__Your goal__.
Copy the stretch of the robotics passage below from "In plain English, the" through "used for decision-making.", word for word.

__Source text__.
It seems a bit surprising coming from someone who has spent over two decades working with traditional metal and silicon, but for Coleman, it’s just a part of natural progression.
“The one twist on robotics that I’ve been following, though it’s still in its infancy, has fields like biorobotics, bioforms, cybernetics, and similar.”
In plain English, the idea is “to get away from using materials like metals, plastics, and composites and move toward organic materials for structures and actuation.”
That could take a lot of forms, from fungal mycelia grown into mechanical shapes to cloned or created “cells” being used for decision-making.
Where that path might ultimately lead, he says, is “living robots,” or at least machines with a much larger organic element to them.
To me, it’s a wild idea that sounds a lot more like sci-fi than the kinds of robots we see now. But by this point in our conversation, hearing it from an industry realist, it doesn’t feel entirely out of bounds.
Back to the Glass of Water: Maintaining a Practical Outlook on an Automated Future
By the end of our conversation, I realize I’m starting to think about robots more like Coleman does: as tools rather than mysterious machines that could take over the world one day.

__Stored rows__.
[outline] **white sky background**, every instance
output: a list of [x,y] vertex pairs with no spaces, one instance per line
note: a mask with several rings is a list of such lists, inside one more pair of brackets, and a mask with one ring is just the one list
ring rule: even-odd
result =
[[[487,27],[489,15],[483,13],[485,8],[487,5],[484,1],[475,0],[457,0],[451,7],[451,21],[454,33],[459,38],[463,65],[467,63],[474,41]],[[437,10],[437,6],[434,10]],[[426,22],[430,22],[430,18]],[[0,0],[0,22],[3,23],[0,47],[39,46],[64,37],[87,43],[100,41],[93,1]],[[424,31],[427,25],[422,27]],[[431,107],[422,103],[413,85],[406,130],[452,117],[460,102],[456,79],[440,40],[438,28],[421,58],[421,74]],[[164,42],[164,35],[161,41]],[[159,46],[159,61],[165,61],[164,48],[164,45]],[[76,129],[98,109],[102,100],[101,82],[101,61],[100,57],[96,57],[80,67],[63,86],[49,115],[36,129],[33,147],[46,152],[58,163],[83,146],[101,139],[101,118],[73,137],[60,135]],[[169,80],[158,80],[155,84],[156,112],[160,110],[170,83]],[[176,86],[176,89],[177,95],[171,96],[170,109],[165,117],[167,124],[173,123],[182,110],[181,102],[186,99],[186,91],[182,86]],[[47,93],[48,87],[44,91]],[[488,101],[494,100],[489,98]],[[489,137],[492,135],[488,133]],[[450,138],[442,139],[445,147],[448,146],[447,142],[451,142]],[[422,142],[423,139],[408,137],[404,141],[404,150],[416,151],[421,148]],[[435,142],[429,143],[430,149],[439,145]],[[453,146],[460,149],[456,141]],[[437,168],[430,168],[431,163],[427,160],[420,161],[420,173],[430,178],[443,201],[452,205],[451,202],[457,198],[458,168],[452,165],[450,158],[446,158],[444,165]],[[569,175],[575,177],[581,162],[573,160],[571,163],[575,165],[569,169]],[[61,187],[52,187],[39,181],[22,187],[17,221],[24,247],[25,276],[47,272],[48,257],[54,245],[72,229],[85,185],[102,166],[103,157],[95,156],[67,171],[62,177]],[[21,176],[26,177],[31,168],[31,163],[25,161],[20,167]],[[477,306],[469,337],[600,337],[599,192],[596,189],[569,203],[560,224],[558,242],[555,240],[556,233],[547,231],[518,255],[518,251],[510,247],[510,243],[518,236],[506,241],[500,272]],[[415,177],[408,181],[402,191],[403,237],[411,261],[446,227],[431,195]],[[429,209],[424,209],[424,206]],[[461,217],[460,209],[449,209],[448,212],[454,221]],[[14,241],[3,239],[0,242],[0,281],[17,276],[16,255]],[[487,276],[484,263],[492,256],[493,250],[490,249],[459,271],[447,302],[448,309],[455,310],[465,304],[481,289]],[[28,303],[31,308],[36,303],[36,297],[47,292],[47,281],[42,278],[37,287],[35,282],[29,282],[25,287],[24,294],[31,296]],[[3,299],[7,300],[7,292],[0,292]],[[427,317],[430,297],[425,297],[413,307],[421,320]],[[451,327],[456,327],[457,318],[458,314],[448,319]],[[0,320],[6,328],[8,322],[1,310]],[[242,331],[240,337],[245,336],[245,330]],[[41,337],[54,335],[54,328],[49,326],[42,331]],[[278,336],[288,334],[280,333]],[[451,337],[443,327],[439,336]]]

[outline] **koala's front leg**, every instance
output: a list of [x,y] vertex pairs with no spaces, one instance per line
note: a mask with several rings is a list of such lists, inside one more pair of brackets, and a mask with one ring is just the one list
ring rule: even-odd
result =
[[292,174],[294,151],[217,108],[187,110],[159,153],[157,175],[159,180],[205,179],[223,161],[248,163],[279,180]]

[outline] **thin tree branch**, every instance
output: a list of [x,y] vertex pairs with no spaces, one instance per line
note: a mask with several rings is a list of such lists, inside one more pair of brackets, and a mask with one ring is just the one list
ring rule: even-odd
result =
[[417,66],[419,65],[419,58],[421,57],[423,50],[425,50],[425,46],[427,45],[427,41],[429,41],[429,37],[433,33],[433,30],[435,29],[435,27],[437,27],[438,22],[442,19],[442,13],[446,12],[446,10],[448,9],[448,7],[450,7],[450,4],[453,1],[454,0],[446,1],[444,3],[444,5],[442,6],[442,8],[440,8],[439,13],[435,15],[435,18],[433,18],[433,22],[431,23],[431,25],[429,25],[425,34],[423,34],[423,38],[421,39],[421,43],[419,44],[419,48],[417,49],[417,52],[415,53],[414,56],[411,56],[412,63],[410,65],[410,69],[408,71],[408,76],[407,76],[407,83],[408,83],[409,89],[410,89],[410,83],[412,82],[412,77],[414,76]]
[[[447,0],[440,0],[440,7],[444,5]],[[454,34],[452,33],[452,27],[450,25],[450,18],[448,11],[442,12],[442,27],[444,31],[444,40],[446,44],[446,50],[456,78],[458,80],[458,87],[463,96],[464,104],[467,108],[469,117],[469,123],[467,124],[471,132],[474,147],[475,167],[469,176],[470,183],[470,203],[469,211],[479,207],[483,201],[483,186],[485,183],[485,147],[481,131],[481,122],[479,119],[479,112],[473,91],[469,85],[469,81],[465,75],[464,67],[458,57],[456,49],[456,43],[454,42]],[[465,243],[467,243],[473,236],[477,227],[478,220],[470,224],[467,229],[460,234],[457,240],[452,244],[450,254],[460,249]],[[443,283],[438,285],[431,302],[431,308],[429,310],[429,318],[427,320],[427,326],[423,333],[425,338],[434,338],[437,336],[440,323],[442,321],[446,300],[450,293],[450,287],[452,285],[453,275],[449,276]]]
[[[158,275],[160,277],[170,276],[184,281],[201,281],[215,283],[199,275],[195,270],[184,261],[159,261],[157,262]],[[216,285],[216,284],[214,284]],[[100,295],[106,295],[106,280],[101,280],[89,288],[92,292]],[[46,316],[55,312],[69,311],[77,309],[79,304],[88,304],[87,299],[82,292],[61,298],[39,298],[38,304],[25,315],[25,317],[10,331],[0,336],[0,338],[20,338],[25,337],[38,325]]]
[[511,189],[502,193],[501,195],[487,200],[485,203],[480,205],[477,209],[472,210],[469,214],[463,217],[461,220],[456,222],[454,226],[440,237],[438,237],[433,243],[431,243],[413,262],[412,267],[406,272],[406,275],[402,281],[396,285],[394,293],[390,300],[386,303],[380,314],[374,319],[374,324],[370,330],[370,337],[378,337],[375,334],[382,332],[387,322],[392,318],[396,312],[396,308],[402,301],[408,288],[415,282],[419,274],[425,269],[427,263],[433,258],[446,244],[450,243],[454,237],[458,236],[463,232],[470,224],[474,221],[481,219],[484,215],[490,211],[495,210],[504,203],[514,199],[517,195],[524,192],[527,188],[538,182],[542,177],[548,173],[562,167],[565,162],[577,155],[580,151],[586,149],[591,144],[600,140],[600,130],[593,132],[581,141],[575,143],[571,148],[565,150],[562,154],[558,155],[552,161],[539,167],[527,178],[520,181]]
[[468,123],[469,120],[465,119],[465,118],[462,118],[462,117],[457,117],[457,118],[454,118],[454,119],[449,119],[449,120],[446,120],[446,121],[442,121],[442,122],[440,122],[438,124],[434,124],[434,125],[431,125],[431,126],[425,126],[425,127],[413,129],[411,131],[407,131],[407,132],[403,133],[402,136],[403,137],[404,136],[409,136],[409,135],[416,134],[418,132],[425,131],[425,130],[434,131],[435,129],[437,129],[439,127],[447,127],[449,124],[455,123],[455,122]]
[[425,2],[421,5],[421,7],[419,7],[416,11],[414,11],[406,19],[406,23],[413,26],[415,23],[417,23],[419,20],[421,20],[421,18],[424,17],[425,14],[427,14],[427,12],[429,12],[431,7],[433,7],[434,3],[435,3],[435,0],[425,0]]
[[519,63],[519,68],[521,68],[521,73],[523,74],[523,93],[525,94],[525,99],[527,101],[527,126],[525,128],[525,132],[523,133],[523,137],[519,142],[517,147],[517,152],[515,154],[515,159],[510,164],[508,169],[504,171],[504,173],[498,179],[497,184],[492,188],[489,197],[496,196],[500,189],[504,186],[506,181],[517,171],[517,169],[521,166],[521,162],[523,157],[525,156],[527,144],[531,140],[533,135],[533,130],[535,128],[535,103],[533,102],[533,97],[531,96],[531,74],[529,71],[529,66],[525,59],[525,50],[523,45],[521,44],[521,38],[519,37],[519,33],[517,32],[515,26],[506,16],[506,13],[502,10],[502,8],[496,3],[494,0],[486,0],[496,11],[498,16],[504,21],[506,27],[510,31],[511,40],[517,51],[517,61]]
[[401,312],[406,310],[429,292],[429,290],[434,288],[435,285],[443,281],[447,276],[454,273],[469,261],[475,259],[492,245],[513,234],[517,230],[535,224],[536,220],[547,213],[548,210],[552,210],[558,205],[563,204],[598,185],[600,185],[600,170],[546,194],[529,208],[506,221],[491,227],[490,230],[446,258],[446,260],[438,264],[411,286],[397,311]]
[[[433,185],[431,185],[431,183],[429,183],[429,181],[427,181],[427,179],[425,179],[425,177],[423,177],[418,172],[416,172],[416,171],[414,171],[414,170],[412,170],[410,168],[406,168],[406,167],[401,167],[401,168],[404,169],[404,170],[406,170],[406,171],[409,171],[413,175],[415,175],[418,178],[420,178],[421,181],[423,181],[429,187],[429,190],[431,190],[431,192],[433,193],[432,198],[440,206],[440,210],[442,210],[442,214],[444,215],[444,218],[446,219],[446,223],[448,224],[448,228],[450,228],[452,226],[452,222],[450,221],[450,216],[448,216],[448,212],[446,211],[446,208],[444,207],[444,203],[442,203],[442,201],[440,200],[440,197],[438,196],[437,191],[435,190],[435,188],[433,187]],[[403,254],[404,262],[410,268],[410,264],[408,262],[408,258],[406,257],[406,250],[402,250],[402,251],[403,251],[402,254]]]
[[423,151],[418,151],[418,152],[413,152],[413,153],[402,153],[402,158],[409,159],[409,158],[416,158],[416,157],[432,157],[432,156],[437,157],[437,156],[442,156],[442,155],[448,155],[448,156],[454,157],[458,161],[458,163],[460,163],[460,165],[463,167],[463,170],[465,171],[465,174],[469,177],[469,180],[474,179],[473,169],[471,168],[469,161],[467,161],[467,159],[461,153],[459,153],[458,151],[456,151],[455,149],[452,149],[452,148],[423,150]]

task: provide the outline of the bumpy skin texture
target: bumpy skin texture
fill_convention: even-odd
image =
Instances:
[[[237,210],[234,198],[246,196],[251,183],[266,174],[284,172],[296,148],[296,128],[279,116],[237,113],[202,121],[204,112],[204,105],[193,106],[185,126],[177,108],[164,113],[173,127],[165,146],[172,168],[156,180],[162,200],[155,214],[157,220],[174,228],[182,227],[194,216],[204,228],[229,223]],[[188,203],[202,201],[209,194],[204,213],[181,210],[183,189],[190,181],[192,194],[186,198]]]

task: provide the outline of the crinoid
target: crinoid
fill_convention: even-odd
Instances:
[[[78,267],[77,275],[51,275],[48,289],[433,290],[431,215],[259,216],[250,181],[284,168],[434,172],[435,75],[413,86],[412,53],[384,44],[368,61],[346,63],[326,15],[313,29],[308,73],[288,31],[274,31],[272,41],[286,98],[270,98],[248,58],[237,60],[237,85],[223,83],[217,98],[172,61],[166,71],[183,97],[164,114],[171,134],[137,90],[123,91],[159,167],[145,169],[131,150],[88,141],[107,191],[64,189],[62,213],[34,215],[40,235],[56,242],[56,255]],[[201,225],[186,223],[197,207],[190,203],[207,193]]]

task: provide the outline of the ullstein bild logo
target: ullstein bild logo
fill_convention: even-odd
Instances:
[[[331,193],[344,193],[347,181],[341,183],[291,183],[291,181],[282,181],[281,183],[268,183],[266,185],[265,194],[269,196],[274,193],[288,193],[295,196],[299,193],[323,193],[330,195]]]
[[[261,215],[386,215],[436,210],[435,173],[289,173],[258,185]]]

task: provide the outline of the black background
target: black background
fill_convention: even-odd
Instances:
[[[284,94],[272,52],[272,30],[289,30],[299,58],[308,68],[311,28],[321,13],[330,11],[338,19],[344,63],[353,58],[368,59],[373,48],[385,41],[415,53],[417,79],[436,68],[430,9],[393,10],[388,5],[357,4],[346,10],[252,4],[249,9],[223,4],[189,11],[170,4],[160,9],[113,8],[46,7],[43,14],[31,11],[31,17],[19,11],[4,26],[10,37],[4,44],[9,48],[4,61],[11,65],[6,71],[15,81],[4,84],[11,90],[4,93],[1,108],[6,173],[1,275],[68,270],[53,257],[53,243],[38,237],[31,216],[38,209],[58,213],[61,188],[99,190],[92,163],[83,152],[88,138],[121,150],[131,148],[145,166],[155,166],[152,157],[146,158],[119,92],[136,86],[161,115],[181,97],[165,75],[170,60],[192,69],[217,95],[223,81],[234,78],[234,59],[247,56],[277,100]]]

__Answer to this exercise__.
In plain English, the idea is “to get away from using materials like metals, plastics, and composites and move toward organic materials for structures and actuation.”
That could take a lot of forms, from fungal mycelia grown into mechanical shapes to cloned or created “cells” being used for decision-making.